## TRAVAIL À FAIRE
1: Dans l'article sur les élections italiennes de 2018, quel parti recueille plus de suffrages que le PD en Emilie-Romagne ?
2: Pour chaque affirmation, dites si elle concorde avec l'article sur les élections italiennes de 2018, en citant les mots qui tranchent : (a) le PD est tombé sous les 20 % à la Chambre des députés ; (b) le PD a réuni 40 % des suffrages aux élections européennes de 2013 ; (c) les élections se sont tenues le 4 juin.
3: Poursuivez l'article sur les élections italiennes de 2018 après sa dernière phrase.

L’Italie vers la peuplocratie? edit

4 juin 2018

En cette année 2018, l’Italie a amorcé un bouleversement à l’issue totalement incertaine pour elle mais également pour l’Europe. En effet, lors des élections du 4 mars, les deux des principaux partis en compétition depuis des années ont été battus, le Parti démocrate (PD) de Matteo Renzi et Forza Italia de Silvio Berlusconi.

Le premier est passé en dessous de la barre des 20% à la Chambre des députés – seules données que nous utilisons ici – soit près de sept points en moins par rapport à 2013. Il recule jusque dans ses traditionnelles zones de force, en Italie centrale, des régions qui sur la longue durée ont toujours été à gauche. Humiliation suprême, en Emilie-Romagne, son plus fort bastion, le Mouvement 5 étoiles (M5S) obtient davantage de suffrages que lui. Le PD est sanctionné au terme d’une législature de cinq ans qui, malgré une reprise récente de la croissance, laisse derrière elle un chômage encore élevé, une précarisation généralisée du travail, des inégalités marquées, une pauvreté de plus en plus répandue. Ces années-là ont aussi été marquées par l’afflux des migrants sur les côtes de la péninsule, ce qui a provoqué un fort rejet de la part des Italiens et le sentiment que leur pays était abandonné par les membres de l’Union européenne, à commencer par la France. La personnalisation, la médiatisation à outrance et le style de son secrétaire Matteo Renzi, après une première phase épique où son parti rassembla 40% des suffrages aux élections européennes en 2014, ont radicalisé les antagonismes et cristallisé les divergences au sein de son propre camp. Enfin, les déboires du PD administrent une nouvelle preuve de la profonde crise de la gauche réformiste européenne continentale et l’ampleur de ses déchirements.

## DONNÉES ENREGISTRÉES
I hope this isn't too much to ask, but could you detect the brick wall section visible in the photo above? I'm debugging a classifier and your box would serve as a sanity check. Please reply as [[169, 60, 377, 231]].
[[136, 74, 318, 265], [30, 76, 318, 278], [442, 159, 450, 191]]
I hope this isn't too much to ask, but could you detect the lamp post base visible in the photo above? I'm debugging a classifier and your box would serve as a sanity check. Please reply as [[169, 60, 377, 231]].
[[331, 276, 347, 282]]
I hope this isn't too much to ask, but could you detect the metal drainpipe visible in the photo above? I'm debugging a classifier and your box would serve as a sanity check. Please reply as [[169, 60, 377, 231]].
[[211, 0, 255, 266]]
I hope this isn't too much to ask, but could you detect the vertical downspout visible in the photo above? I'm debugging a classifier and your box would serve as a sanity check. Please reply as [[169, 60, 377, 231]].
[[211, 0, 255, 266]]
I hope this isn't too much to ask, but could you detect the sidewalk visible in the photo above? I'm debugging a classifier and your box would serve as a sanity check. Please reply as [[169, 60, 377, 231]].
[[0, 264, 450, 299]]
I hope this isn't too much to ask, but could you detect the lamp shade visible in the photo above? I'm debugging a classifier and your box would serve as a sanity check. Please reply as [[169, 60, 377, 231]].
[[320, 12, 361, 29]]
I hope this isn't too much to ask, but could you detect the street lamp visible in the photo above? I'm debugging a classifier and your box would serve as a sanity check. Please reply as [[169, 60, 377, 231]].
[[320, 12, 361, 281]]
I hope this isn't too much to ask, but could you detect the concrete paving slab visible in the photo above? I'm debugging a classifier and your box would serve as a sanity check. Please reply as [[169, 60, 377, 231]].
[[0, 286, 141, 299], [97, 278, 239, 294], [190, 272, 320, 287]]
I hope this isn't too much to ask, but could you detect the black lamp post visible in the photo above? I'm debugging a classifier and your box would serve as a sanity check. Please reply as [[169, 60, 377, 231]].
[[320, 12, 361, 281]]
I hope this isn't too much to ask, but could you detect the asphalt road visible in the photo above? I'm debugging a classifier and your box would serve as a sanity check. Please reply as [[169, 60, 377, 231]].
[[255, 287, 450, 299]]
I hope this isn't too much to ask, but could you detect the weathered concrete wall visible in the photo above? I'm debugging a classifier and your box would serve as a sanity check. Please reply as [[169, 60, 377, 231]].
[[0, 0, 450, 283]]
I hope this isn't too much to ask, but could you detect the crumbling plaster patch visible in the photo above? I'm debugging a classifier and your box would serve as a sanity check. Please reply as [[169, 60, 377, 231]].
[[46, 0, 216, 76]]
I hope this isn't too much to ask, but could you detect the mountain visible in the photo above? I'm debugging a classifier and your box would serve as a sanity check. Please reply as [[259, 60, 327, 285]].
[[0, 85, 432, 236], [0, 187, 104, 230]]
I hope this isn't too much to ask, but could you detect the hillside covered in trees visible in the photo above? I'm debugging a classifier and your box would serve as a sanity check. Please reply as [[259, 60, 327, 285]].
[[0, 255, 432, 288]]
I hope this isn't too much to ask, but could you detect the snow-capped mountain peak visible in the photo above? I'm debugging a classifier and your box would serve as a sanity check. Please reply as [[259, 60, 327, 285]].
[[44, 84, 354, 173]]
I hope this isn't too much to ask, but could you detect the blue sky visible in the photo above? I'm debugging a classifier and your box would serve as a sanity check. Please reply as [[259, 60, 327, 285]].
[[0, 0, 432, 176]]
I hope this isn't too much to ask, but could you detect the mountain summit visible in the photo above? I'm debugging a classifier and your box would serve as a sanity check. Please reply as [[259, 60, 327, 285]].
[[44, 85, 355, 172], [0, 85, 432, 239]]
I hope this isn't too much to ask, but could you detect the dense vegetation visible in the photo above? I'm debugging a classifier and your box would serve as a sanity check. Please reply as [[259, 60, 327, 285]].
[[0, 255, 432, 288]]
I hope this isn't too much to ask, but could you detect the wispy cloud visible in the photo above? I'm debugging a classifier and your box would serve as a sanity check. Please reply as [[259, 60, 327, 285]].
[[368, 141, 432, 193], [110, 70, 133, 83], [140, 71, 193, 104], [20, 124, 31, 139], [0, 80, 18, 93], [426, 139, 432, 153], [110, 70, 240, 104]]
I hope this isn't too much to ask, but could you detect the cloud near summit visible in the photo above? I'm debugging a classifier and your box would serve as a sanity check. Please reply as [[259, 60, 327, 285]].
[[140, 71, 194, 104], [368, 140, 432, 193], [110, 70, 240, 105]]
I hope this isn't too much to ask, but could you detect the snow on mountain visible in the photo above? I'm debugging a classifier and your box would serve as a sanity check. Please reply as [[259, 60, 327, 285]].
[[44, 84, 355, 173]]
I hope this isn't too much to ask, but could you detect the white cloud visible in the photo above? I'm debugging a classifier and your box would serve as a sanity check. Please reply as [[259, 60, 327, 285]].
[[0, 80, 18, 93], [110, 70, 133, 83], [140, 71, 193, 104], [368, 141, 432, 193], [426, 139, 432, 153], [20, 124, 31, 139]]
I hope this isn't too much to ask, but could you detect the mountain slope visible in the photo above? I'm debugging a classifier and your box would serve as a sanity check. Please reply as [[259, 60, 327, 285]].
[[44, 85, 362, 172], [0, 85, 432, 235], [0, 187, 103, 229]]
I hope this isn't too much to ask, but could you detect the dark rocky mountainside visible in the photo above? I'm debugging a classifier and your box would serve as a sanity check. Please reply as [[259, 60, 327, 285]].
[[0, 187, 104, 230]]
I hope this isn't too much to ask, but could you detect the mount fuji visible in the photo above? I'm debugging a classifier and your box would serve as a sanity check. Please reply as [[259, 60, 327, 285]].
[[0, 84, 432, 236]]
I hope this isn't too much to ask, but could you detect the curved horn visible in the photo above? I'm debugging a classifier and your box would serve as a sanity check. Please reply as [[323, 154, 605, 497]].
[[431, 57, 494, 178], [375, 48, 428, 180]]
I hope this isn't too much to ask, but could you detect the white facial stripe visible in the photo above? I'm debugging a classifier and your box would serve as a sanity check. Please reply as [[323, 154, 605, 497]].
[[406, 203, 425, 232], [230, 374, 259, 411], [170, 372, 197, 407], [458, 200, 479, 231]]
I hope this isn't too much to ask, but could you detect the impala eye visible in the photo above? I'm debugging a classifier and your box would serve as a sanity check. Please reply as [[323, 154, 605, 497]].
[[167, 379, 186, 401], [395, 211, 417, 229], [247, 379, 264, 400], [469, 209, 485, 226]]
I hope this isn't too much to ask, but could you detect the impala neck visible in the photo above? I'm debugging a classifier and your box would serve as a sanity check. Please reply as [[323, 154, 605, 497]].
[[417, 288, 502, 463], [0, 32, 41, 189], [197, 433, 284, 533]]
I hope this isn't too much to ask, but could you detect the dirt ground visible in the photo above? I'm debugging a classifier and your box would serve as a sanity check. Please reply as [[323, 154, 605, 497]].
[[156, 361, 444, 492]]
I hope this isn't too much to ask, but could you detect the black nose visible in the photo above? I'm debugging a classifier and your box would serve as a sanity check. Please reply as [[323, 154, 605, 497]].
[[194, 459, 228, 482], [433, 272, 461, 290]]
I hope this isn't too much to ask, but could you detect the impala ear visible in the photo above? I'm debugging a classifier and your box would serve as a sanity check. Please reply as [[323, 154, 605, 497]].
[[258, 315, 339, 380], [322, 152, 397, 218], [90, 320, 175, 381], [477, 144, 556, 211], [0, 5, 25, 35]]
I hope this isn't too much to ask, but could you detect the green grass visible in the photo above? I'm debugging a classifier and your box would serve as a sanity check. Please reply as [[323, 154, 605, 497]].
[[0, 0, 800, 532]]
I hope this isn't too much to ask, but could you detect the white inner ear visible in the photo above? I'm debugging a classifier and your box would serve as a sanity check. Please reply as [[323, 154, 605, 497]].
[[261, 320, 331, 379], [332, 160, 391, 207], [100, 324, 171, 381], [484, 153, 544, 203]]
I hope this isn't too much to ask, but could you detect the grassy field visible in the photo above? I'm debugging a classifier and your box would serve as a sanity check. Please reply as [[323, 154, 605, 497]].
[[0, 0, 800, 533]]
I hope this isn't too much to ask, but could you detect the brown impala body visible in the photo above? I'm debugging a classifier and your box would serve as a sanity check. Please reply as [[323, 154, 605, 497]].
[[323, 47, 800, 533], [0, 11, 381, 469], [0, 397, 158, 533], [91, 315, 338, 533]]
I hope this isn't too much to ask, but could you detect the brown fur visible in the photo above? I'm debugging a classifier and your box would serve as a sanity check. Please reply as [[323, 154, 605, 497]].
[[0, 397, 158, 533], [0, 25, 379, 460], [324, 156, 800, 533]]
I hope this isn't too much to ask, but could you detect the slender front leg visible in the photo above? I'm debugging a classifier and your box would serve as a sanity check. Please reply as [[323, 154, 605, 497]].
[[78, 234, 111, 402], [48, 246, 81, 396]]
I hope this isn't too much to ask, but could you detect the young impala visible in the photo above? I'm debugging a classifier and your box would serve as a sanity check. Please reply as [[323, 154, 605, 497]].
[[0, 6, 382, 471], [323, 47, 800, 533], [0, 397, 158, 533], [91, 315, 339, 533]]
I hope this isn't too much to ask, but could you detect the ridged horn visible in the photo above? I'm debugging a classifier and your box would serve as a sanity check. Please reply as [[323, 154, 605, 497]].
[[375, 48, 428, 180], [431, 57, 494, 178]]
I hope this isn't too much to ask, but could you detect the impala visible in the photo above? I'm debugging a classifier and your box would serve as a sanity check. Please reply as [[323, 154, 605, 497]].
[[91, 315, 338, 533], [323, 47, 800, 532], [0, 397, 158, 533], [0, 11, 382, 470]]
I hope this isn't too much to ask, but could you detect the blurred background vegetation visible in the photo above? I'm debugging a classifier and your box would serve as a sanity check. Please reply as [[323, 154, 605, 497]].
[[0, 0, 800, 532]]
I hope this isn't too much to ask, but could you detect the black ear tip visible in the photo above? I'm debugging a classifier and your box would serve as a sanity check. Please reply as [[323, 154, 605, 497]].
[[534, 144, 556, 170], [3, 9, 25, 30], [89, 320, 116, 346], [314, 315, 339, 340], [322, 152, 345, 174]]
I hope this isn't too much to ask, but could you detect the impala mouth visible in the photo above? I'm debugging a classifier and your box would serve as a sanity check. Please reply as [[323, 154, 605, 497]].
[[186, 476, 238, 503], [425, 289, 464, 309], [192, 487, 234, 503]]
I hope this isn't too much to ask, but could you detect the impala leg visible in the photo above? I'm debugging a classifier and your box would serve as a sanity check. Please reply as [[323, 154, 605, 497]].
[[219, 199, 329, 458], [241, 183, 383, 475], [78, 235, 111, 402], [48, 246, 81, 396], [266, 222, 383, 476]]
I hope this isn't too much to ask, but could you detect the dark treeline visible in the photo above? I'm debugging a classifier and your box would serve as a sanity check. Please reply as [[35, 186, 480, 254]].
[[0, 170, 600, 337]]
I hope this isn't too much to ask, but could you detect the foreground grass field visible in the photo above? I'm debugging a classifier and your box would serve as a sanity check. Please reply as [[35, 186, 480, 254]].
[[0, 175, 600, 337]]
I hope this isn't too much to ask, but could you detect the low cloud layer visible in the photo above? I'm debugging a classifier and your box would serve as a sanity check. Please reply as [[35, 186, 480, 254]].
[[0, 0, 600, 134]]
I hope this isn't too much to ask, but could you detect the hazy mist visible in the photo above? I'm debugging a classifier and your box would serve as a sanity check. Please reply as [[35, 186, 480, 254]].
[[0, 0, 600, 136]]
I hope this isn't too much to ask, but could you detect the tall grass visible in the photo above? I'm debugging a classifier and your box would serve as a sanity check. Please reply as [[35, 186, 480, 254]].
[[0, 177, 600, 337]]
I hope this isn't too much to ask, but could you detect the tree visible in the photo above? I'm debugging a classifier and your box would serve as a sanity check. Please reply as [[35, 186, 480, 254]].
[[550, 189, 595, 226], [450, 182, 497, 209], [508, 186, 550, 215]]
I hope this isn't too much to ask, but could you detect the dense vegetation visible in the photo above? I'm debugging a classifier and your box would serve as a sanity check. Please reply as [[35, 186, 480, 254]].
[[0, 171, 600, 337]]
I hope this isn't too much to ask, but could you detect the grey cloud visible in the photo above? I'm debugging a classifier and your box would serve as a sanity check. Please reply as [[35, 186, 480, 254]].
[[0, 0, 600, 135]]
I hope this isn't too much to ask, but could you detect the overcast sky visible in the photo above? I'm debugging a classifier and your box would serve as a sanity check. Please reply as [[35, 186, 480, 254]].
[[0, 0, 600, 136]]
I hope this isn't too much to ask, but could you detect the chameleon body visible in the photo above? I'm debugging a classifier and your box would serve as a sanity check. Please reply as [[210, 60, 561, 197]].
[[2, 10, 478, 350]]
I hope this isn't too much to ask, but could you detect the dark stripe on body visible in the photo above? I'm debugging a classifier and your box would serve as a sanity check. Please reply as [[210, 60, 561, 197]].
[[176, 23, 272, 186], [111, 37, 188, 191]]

## RÉPONSES DANS L'ORDRE
1: Le Mouvement 5 étoiles (M5S).

2:
(a) Oui : « Le premier est passé en dessous de la barre des 20% à la Chambre des députés ».
(b) Non : « son parti rassembla 40% des suffrages aux élections européennes en 2014 ».
(c) Non : « lors des élections du 4 mars ».

3:
La gauche de la gauche n’en a pas pour autant profité puisqu’elle ne dépasse que d’un souffle les 3% nécessaires pour obtenir une faible représentation parlementaire.

Quant à Silvio Berlusconi, il obtient le plus mauvais score de l’histoire de son parti fondé il y a 24 ans. Les médias annonçaient son retour, les électeurs ont décidé de provoquer sa sortie, même si deux mois après ce revers électoral la justice, qui l’avait condamné et déclaré inéligible, l’a absous ce qui peut lui redonner un petit espoir de continuer à exister.

Tirant les leçons de son échec, Matteo Renzi a démissionné et le PD se divise profondément au point de risquer de se désagréger à propos de son bilan au pouvoir, de sa stratégie à mener face au nouveau gouvernement et sur le choix de son nouveau groupe dirigeant. Quant à Forza Italia, parti personnel créé par et pour Berlusconi, il entre dans une zone de fortes turbulences. Le dévissement de ce parti, tombé à 14% des voix, crée un vide pour les modérés de droite en Italie alors que ceux-ci représentaient jusqu’ici une composante souvent décisive de l’électorat. En outre, la coalition qui avait été forgée pour cette élection et à laquelle il appartenait avec la Ligue et Fratelli d’Italia s’est rompue avec le choix de la Ligue de former un gouvernement avec le Mouvement 5 étoiles. Forza Italia se retrouve isolé ce qui est à la fois un handicap et un atout car il peut jouer le rôle d’opposant et tenter de récupérer les électeurs de droite qui n’acceptent pas de voir le Mouvement 5 étoiles, viscéralement antiberlusconien, accéder au pouvoir.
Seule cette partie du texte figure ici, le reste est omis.